*** Source passage ***

Back to my main point though, I feel like complaints about tech debt are typically coming from the people who built the system. Kinda weird when you think about it. It is their work but they are also the people most displeased with the state of it. What gives?
Well, the for some people their concept of tech debt is roughly: "At this time we can't properly build a program because we need to meet a business deadline" (again, not the original metaphor) Guess what... it's totally reasonable in some instances to make exceptions. To beat the dead horse, that's just the real world. Sometimes a sorority girl pukes in the bathroom of the bar that you are working at, and you are the lucky person that gets to clean it up. Some times a competitor releases an important feature and you need to catch up fast. This is life.
The important point in light of this concept... is "tech debt" something that happens occasionally? or is this the default way your team goes about building products? Now, if it is the general state of affairs, what have you personally done to fix this process failure? More often then not I see developers shrugging off personal responsibility for their company process here. In my book that's not cool. Highly compensated employees (many/most software people are highly compensated employees) should take some ownership of the process.

*** Listed records ***

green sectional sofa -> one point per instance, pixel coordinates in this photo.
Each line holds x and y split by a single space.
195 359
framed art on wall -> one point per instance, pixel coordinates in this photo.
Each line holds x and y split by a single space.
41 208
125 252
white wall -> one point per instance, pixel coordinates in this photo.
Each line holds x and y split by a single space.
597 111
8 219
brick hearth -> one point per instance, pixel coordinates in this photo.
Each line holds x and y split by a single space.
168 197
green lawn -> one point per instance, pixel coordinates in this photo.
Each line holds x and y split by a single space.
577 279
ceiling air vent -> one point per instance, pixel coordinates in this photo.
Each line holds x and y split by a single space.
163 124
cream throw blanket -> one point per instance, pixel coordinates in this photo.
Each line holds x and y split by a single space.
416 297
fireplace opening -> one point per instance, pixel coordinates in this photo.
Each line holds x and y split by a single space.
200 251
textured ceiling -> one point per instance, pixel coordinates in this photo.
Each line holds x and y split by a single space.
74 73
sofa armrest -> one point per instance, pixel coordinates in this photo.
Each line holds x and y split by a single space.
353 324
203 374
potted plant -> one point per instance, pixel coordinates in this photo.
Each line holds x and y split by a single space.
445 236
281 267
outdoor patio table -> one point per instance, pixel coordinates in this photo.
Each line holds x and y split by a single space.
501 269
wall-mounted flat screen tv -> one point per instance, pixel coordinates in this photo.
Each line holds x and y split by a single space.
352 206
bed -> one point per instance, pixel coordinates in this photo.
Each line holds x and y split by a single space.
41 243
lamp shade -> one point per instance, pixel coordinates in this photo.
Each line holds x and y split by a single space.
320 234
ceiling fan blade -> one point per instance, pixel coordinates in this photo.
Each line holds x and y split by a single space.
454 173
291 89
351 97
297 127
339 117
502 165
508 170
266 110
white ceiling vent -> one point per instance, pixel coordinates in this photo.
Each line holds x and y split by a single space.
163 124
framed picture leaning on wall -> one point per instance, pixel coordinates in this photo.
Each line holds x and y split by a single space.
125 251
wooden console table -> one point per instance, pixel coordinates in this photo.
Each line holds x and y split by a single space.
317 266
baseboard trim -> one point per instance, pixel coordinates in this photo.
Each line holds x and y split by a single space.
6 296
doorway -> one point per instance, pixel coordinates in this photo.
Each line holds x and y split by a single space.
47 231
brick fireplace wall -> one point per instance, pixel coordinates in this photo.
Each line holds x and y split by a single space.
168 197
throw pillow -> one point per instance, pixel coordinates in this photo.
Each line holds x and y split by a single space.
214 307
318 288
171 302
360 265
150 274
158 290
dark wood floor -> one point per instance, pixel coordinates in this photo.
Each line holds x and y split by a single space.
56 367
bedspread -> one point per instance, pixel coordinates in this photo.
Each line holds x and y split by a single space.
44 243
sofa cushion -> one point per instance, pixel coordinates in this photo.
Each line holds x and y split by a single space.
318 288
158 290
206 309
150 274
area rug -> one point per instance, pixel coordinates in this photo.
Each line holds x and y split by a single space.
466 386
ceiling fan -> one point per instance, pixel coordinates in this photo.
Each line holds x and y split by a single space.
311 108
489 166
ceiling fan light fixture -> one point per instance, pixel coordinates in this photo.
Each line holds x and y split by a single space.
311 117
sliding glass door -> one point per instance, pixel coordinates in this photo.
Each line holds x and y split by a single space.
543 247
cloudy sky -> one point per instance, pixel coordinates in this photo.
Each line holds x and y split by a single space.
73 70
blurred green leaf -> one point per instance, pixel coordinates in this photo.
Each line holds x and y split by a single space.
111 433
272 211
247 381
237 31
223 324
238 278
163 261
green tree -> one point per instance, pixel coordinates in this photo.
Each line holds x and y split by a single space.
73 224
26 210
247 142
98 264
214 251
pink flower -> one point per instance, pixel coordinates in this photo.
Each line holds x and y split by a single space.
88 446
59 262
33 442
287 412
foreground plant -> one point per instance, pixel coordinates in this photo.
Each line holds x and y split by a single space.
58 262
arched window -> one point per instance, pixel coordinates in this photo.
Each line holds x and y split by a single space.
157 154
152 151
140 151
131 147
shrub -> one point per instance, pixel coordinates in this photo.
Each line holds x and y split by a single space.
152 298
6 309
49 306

***

### Requirement A
Return the stretch of the tech debt passage from "Well, the for" through "This is life.".
### Requirement B
In the tech debt passage, what does the writer often see developers doing about their company process?
### Requirement C
Extend the tech debt passage from its last sentence, keeping its voice and argument.
You won't need the entries collected above for any of this work.

### Response area A
Well, the for some people their concept of tech debt is roughly: "At this time we can't properly build a program because we need to meet a business deadline" (again, not the original metaphor) Guess what... it's totally reasonable in some instances to make exceptions. To beat the dead horse, that's just the real world. Sometimes a sorority girl pukes in the bathroom of the bar that you are working at, and you are the lucky person that gets to clean it up. Some times a competitor releases an important feature and you need to catch up fast. This is life.

### Response area B
Shrugging off personal responsibility for it.

### Response area C
Continuing on with other things I see somewhat frequently (shout out to @DrThunder for reminding me)... Often enough people just don't understand why something was built or how it works. This is especially common with required complexity. Many times people will complain about something being complex or built incorrectly, and then they come to find out that the complexity was necessary, and its not tech debt at all... just a complex feature that NEEDED to be built a certain way.
There are also tons of things we build, that realistically just aren't valuable enough to warrant a refactor or even a strong design. We all know this will occasionally bite you in the ass... sometimes someone decides a crappy feature should be a flagship feature, but its not a daily occurrence. We all intuitively know this. Not every script you write in your dev scratchpad will turn into a multi-million dollar business or feature. And not every endpoint is worth getting the latency down. So why then sit around complaining about this kind of tech debt when you know the system isn't that valuable?
Another thing, which is tangential but important - poor interim decisions. There seems to be the idea out there that "tech debt" is black and white. Either a system is in great shape or its in terrible shape. Either it needs work or doesn't need work.
This belief system in particular bothers me. No system is perfect. Most systems aren't irredeemable. So lets say that you don't get the full time necessary to clean a system up. Is all hope lost? Hell no. What's wrong with trying to get as close as possible to the right solution? What's wrong with setting stuff up so the next time you're in there you can do more of gods work getting the system to where it needs to be? If the tech debt is that bad, progressive improvements should be no problem. Solid improvements should happen every time you work on the system. Any valuable system should give you numerous opportunities for improvement. So how come there aren't more incremental improvements?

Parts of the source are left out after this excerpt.